> **Provided text**:

Understanding q-value and FDR in Differential Expression Analysis
Daqian
Introduction to q-value and FDR
In differential gene expression analysis, researchers are often confronted with the challenge of distinguishing true signals — those genes that are genuinely differentially expressed, from the noise — genes that appear to be differentially expressed due to random chance. The p-value is a commonly used statistic to address this issue, but when dealing with thousands of genes, the false discovery rate (FDR) becomes critically important. The q-value is an adjusted p-value that controls for the FDR, and it’s particularly useful in large-scale testing scenarios, such as genomic studies.
The hedenfalk dataset
The hedenfalk
dataset includes results from an analysis of gene expression related to BRCA1 and BRCA2 mutations in breast cancer patients. It contains p-values, test statistics, and empirical null statistics for 3170 genes.
Let’s load the dataset and inspect its structure:
library(qvalue)
## Warning: package 'qvalue' was built under R version 4.3.1
data(hedenfalk)
class(hedenfalk)
## [1] "list"
names(hedenfalk)
## [1] "p" "stat" "stat0"
We can extract the p-values and observe the statistics as follows:
pvalues = hedenfalk$p
obs_stats = hedenfalk$stat
null_stats = hedenfalk$stat0
length(obs_stats)
## [1] 3170
length(null_stats)
## [1] 317000
Calculating q-values
Using the qvalue
package, we can calculate q-values for each p-value:
qobj = qvalue(p = pvalues)
class(qobj)
## [1] "qvalue"
names(qobj)
## [1] "call" "pi0" "qvalues" "pvalues" "lfdr"
## [6] "pi0.lambda" "lambda" "pi0.smooth"
qvalues = qobj$qvalues
pi0 = qobj$pi0
lfdr = qobj$lfdr
A quick summary and visualization can be provided by:
summary(qobj)
##
## Call:
## qvalue(p = pvalues)
##
## pi0: 0.669926
##
## Cumulative number of significant calls:
##
## <1e-04 <0.001 <0.01 <0.025 <0.05 <0.1 <1
## p-value 15 76 265 424 605 868 3170
## q-value 0 0 1 73 162 319 3170
## local FDR 0 0 3 30 85 167 2241
hist(qobj)
plot(qobj)
Interpreting q-values and FDR
When we execute the command max(qvalues[qobj$pvalues <= 0.01])

> **Data under study**:
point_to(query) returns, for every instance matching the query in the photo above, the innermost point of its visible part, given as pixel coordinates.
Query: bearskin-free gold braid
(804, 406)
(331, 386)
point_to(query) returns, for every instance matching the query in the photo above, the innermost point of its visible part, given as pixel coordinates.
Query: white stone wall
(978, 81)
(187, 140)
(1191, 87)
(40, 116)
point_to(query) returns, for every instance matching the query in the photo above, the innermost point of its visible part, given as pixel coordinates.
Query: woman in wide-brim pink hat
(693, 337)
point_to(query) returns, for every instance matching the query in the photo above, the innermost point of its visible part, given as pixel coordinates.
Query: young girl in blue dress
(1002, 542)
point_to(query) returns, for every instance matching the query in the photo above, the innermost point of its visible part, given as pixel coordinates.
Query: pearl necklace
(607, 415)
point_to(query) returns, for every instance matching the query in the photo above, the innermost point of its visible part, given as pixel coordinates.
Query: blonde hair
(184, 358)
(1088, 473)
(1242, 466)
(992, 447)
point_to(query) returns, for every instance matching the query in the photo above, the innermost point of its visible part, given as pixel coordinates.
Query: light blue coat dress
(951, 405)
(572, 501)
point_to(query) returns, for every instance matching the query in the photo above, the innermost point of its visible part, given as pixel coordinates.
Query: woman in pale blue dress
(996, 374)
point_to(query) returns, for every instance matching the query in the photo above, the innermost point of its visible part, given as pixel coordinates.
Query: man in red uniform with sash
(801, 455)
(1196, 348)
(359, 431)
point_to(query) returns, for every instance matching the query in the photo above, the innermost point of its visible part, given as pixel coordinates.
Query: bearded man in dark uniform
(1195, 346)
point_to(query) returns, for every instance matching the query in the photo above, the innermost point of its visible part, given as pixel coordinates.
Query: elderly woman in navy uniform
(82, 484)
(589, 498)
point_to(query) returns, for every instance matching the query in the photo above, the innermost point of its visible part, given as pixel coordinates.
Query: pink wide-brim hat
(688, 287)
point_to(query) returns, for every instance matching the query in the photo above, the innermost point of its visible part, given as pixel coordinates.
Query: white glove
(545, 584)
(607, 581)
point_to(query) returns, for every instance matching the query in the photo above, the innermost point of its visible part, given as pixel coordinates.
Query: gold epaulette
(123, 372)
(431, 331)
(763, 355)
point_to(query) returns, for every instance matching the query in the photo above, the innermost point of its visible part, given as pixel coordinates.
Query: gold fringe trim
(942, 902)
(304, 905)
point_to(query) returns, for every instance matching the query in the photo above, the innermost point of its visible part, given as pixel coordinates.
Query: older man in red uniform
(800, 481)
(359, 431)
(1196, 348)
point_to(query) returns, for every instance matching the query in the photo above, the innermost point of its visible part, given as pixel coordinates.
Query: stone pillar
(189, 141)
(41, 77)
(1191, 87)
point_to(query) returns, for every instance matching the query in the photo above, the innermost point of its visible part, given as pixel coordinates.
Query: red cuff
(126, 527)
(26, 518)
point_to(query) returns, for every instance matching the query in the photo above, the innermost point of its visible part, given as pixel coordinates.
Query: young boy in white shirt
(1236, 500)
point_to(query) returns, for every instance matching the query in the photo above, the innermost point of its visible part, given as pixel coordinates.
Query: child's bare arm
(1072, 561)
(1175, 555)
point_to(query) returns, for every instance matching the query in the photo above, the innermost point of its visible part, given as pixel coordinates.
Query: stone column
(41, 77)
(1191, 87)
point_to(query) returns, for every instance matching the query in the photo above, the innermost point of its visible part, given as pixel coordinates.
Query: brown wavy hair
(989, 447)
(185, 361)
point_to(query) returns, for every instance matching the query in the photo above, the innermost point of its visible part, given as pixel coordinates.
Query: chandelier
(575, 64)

* * *

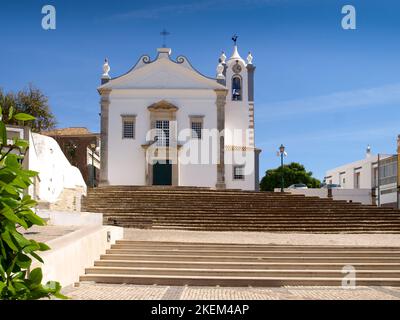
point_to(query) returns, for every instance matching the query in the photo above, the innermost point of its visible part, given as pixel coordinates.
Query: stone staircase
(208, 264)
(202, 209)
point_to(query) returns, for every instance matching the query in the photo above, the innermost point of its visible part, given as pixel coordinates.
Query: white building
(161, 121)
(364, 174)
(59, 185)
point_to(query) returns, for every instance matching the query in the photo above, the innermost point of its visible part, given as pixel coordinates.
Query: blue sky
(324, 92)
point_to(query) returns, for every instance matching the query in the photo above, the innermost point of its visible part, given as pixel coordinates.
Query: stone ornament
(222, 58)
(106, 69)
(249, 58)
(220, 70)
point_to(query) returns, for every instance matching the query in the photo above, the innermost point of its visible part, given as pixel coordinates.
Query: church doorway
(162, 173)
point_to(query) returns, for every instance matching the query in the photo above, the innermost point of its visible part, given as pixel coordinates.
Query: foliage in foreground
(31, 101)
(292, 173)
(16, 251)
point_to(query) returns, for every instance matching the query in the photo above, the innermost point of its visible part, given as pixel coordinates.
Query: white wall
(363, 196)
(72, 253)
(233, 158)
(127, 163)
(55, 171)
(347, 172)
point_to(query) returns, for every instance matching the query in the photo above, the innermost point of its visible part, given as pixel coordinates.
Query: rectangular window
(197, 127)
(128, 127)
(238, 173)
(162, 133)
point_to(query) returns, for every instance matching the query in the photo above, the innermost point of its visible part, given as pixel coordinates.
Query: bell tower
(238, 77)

> **Problem statement**: According to the text on q-values and FDR, how many genes does the hedenfalk dataset cover? These lines come from a separate source and are unrelated to the text on q-values and FDR.

> **Your solution**: 3170 genes.